Repeat the full listing below verbatim and keep the images out.

· · · ·

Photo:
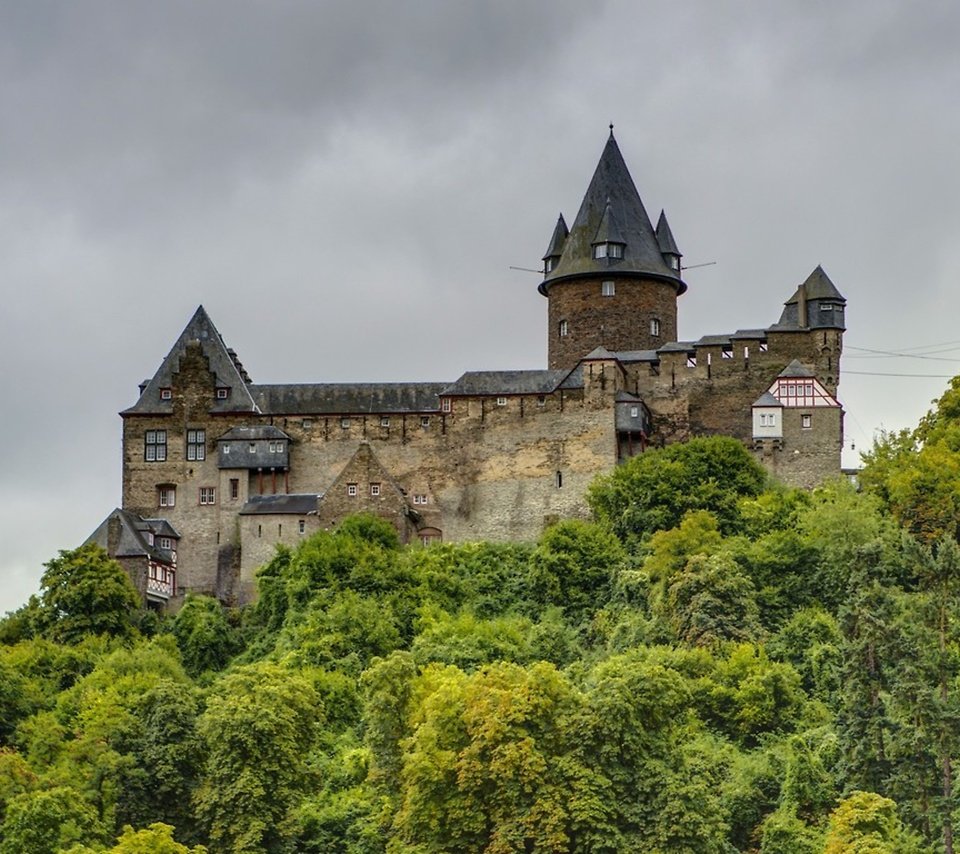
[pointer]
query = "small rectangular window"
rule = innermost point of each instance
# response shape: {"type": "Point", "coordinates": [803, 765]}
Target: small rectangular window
{"type": "Point", "coordinates": [196, 445]}
{"type": "Point", "coordinates": [155, 446]}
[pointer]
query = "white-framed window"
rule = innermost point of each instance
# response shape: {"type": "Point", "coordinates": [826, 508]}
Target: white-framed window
{"type": "Point", "coordinates": [155, 446]}
{"type": "Point", "coordinates": [196, 444]}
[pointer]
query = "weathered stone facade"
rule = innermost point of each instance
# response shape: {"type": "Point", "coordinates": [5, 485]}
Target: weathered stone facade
{"type": "Point", "coordinates": [236, 467]}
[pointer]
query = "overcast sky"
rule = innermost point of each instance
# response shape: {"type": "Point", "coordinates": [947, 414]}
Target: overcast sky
{"type": "Point", "coordinates": [345, 185]}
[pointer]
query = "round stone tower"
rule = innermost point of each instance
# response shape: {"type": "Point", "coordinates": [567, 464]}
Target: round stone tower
{"type": "Point", "coordinates": [611, 280]}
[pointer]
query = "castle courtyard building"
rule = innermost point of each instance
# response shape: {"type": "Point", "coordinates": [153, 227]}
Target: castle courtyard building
{"type": "Point", "coordinates": [233, 467]}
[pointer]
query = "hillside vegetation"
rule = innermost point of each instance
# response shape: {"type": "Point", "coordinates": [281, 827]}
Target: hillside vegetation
{"type": "Point", "coordinates": [713, 665]}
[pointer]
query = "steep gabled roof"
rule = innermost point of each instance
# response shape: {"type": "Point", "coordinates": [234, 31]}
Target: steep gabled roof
{"type": "Point", "coordinates": [612, 187]}
{"type": "Point", "coordinates": [665, 236]}
{"type": "Point", "coordinates": [560, 232]}
{"type": "Point", "coordinates": [224, 365]}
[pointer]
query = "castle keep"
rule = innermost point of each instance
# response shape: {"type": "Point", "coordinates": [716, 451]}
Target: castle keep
{"type": "Point", "coordinates": [218, 469]}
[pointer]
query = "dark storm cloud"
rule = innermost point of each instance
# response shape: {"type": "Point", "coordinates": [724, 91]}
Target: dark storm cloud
{"type": "Point", "coordinates": [291, 165]}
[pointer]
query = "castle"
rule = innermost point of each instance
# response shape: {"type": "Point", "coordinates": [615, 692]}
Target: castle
{"type": "Point", "coordinates": [217, 469]}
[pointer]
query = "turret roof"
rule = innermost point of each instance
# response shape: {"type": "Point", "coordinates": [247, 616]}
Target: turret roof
{"type": "Point", "coordinates": [612, 196]}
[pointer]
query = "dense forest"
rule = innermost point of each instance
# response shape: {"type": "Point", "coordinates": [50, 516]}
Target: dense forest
{"type": "Point", "coordinates": [714, 664]}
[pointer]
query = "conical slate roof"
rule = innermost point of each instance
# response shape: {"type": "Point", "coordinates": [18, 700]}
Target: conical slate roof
{"type": "Point", "coordinates": [612, 186]}
{"type": "Point", "coordinates": [224, 365]}
{"type": "Point", "coordinates": [817, 286]}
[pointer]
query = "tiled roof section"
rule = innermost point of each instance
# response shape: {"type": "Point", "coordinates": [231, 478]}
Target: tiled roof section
{"type": "Point", "coordinates": [297, 504]}
{"type": "Point", "coordinates": [626, 356]}
{"type": "Point", "coordinates": [678, 347]}
{"type": "Point", "coordinates": [132, 541]}
{"type": "Point", "coordinates": [818, 286]}
{"type": "Point", "coordinates": [265, 431]}
{"type": "Point", "coordinates": [560, 232]}
{"type": "Point", "coordinates": [796, 369]}
{"type": "Point", "coordinates": [713, 341]}
{"type": "Point", "coordinates": [347, 398]}
{"type": "Point", "coordinates": [612, 183]}
{"type": "Point", "coordinates": [505, 382]}
{"type": "Point", "coordinates": [767, 399]}
{"type": "Point", "coordinates": [668, 246]}
{"type": "Point", "coordinates": [225, 367]}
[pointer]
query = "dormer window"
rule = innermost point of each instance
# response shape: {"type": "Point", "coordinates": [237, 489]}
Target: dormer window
{"type": "Point", "coordinates": [608, 250]}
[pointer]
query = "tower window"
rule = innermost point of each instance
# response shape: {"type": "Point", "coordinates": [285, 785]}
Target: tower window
{"type": "Point", "coordinates": [196, 445]}
{"type": "Point", "coordinates": [155, 446]}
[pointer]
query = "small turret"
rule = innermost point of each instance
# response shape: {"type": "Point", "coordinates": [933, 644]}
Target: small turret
{"type": "Point", "coordinates": [555, 249]}
{"type": "Point", "coordinates": [668, 246]}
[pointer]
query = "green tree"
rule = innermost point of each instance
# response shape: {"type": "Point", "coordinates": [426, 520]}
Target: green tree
{"type": "Point", "coordinates": [48, 820]}
{"type": "Point", "coordinates": [84, 592]}
{"type": "Point", "coordinates": [652, 491]}
{"type": "Point", "coordinates": [258, 727]}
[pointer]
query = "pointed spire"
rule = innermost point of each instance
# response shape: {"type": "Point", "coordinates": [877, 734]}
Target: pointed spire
{"type": "Point", "coordinates": [612, 207]}
{"type": "Point", "coordinates": [559, 238]}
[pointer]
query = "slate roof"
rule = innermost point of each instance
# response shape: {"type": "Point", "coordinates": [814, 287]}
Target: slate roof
{"type": "Point", "coordinates": [767, 399]}
{"type": "Point", "coordinates": [612, 206]}
{"type": "Point", "coordinates": [559, 237]}
{"type": "Point", "coordinates": [133, 541]}
{"type": "Point", "coordinates": [265, 431]}
{"type": "Point", "coordinates": [226, 367]}
{"type": "Point", "coordinates": [296, 504]}
{"type": "Point", "coordinates": [795, 369]}
{"type": "Point", "coordinates": [665, 236]}
{"type": "Point", "coordinates": [818, 286]}
{"type": "Point", "coordinates": [347, 398]}
{"type": "Point", "coordinates": [505, 382]}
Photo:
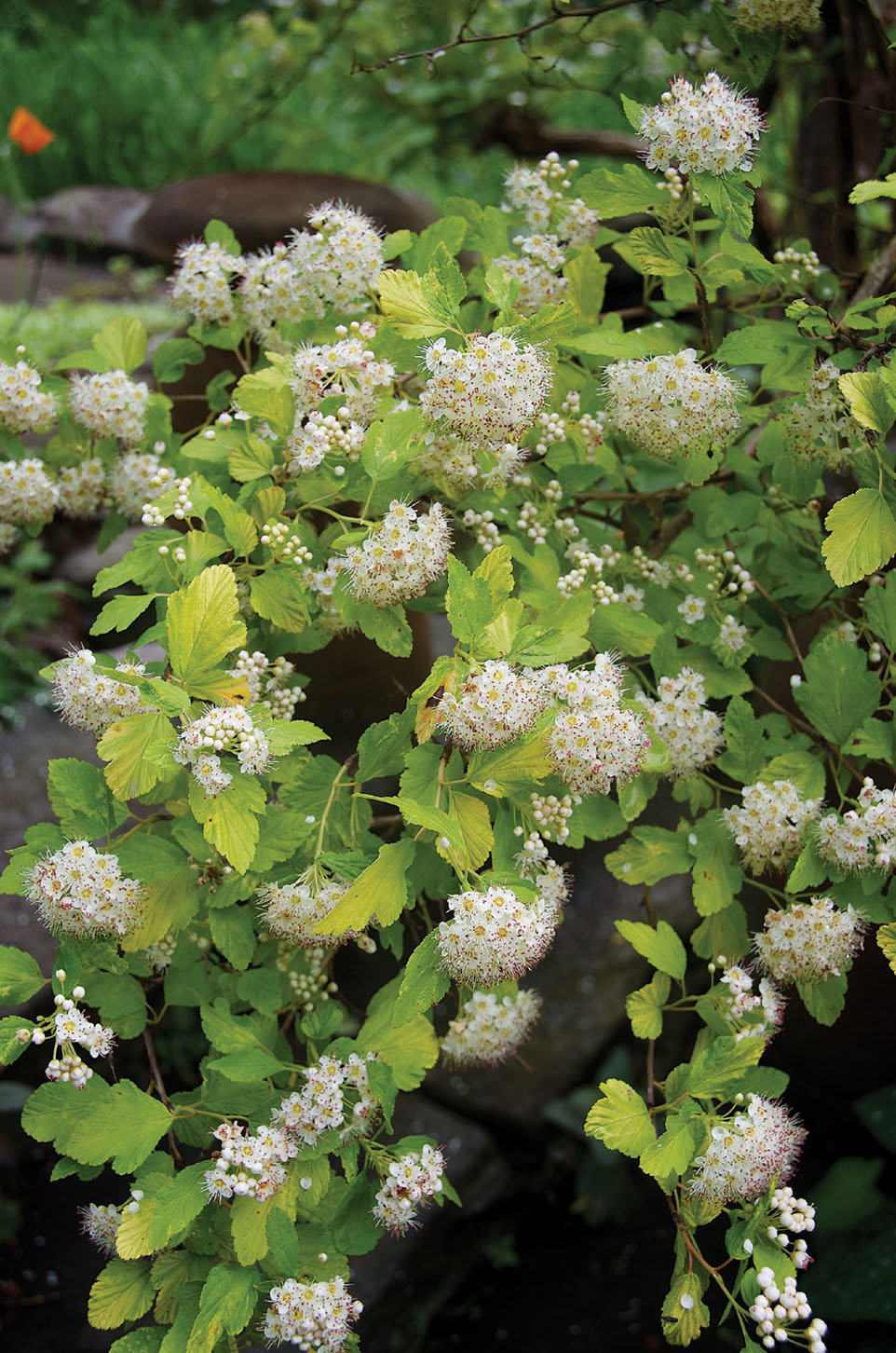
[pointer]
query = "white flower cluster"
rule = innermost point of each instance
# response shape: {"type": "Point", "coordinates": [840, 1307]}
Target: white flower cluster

· · · ·

- [Task answer]:
Photo:
[pointer]
query = "small rectangular window"
rule = innermost point of each instance
# response shape: {"type": "Point", "coordinates": [803, 765]}
Target: small rectangular window
{"type": "Point", "coordinates": [196, 445]}
{"type": "Point", "coordinates": [155, 446]}
[pointer]
query = "white-framed window"
rule = innermost point of each instance
# response shape: {"type": "Point", "coordinates": [826, 508]}
Target: white-framed window
{"type": "Point", "coordinates": [155, 446]}
{"type": "Point", "coordinates": [196, 444]}
[pointer]
query = "weathered stone facade"
rule = innermost point of each instance
# response shape: {"type": "Point", "coordinates": [5, 485]}
Target: weathered stone facade
{"type": "Point", "coordinates": [236, 467]}
[pointer]
query = "overcast sky"
rule = innermost point of each instance
# response shape: {"type": "Point", "coordinates": [947, 414]}
Target: overcast sky
{"type": "Point", "coordinates": [345, 185]}
[pointer]
query = "round stone tower"
rule = innermost point of each instance
# response shape: {"type": "Point", "coordinates": [567, 464]}
Target: round stone tower
{"type": "Point", "coordinates": [611, 280]}
[pointer]
query = "castle courtyard building"
rule = innermost point of each instance
# response shape: {"type": "Point", "coordinates": [153, 227]}
Target: castle courtyard building
{"type": "Point", "coordinates": [233, 467]}
[pointer]
query = "hillside vegetation"
rule = innermost point of each instance
# response shape: {"type": "Point", "coordinates": [281, 827]}
Target: hillside vegetation
{"type": "Point", "coordinates": [713, 665]}
[pointer]
query = "steep gabled roof"
rule = innermost point of each instance
# response shape: {"type": "Point", "coordinates": [234, 31]}
Target: steep gabled roof
{"type": "Point", "coordinates": [612, 187]}
{"type": "Point", "coordinates": [665, 236]}
{"type": "Point", "coordinates": [560, 232]}
{"type": "Point", "coordinates": [224, 365]}
[pointer]
query = "castle keep"
rule = innermost point of each instance
# response shape: {"type": "Point", "coordinates": [716, 451]}
Target: castle keep
{"type": "Point", "coordinates": [218, 469]}
[pointer]
query = "dark storm cloud"
rule = innermost point of each instance
# response shape: {"type": "Point", "coordinates": [724, 91]}
Target: dark storm cloud
{"type": "Point", "coordinates": [291, 165]}
[pointer]
query = "castle"
rule = innermost point of each instance
# response shape: {"type": "Point", "coordinates": [615, 692]}
Target: castle
{"type": "Point", "coordinates": [217, 469]}
[pointer]
query = "turret roof"
rule = innermost point of each instance
# response shape: {"type": "Point", "coordinates": [247, 616]}
Target: turret roof
{"type": "Point", "coordinates": [612, 196]}
[pointer]
query = "dense forest"
rule = innermost point of each instance
# response shape: {"type": "Point", "coordinates": [50, 516]}
Target: dense forest
{"type": "Point", "coordinates": [714, 664]}
[pointer]
query = "conical slate roof"
rule = innermost point of each instance
# response shape: {"type": "Point", "coordinates": [18, 700]}
Target: conical slate roof
{"type": "Point", "coordinates": [612, 186]}
{"type": "Point", "coordinates": [224, 365]}
{"type": "Point", "coordinates": [817, 286]}
[pointer]
query = "tiled roof section"
rule = innermost point of each instance
# response shape: {"type": "Point", "coordinates": [231, 478]}
Target: tiled roof section
{"type": "Point", "coordinates": [297, 504]}
{"type": "Point", "coordinates": [626, 356]}
{"type": "Point", "coordinates": [678, 347]}
{"type": "Point", "coordinates": [132, 541]}
{"type": "Point", "coordinates": [818, 286]}
{"type": "Point", "coordinates": [265, 431]}
{"type": "Point", "coordinates": [560, 232]}
{"type": "Point", "coordinates": [796, 369]}
{"type": "Point", "coordinates": [713, 341]}
{"type": "Point", "coordinates": [347, 398]}
{"type": "Point", "coordinates": [612, 183]}
{"type": "Point", "coordinates": [505, 382]}
{"type": "Point", "coordinates": [767, 399]}
{"type": "Point", "coordinates": [668, 246]}
{"type": "Point", "coordinates": [225, 367]}
[pointer]
query = "dormer window"
rule = innermost point of each instance
# response shape: {"type": "Point", "coordinates": [237, 489]}
Target: dormer window
{"type": "Point", "coordinates": [608, 250]}
[pointer]
query = "tower window"
rule = innermost point of each instance
# response shape: {"type": "Point", "coordinates": [285, 785]}
Target: tower window
{"type": "Point", "coordinates": [196, 445]}
{"type": "Point", "coordinates": [155, 446]}
[pointer]
query = "small turret"
rule = innermost point of each instance
# response shape: {"type": "Point", "coordinates": [933, 644]}
Target: small turret
{"type": "Point", "coordinates": [555, 249]}
{"type": "Point", "coordinates": [668, 246]}
[pointer]
query = "green tree"
rule = innermost point of each instance
# response shape: {"type": "Point", "coordinates": [426, 520]}
Target: green tree
{"type": "Point", "coordinates": [48, 820]}
{"type": "Point", "coordinates": [84, 592]}
{"type": "Point", "coordinates": [652, 491]}
{"type": "Point", "coordinates": [258, 727]}
[pointer]
query = "pointed spire"
rule = innermost point of each instance
# response shape: {"type": "Point", "coordinates": [877, 734]}
Target: pointed spire
{"type": "Point", "coordinates": [612, 207]}
{"type": "Point", "coordinates": [559, 238]}
[pointer]
query = "slate roof"
rule = innermost point of each instance
# response shape: {"type": "Point", "coordinates": [814, 287]}
Target: slate roof
{"type": "Point", "coordinates": [767, 399]}
{"type": "Point", "coordinates": [612, 206]}
{"type": "Point", "coordinates": [559, 237]}
{"type": "Point", "coordinates": [133, 541]}
{"type": "Point", "coordinates": [265, 431]}
{"type": "Point", "coordinates": [226, 367]}
{"type": "Point", "coordinates": [296, 504]}
{"type": "Point", "coordinates": [795, 369]}
{"type": "Point", "coordinates": [665, 236]}
{"type": "Point", "coordinates": [818, 286]}
{"type": "Point", "coordinates": [347, 398]}
{"type": "Point", "coordinates": [505, 382]}
Photo:
[pointer]
query = "white flower cluster"
rule = innermost point of each instance
# response shape: {"type": "Point", "coordinates": [840, 1307]}
Target: white flower cluster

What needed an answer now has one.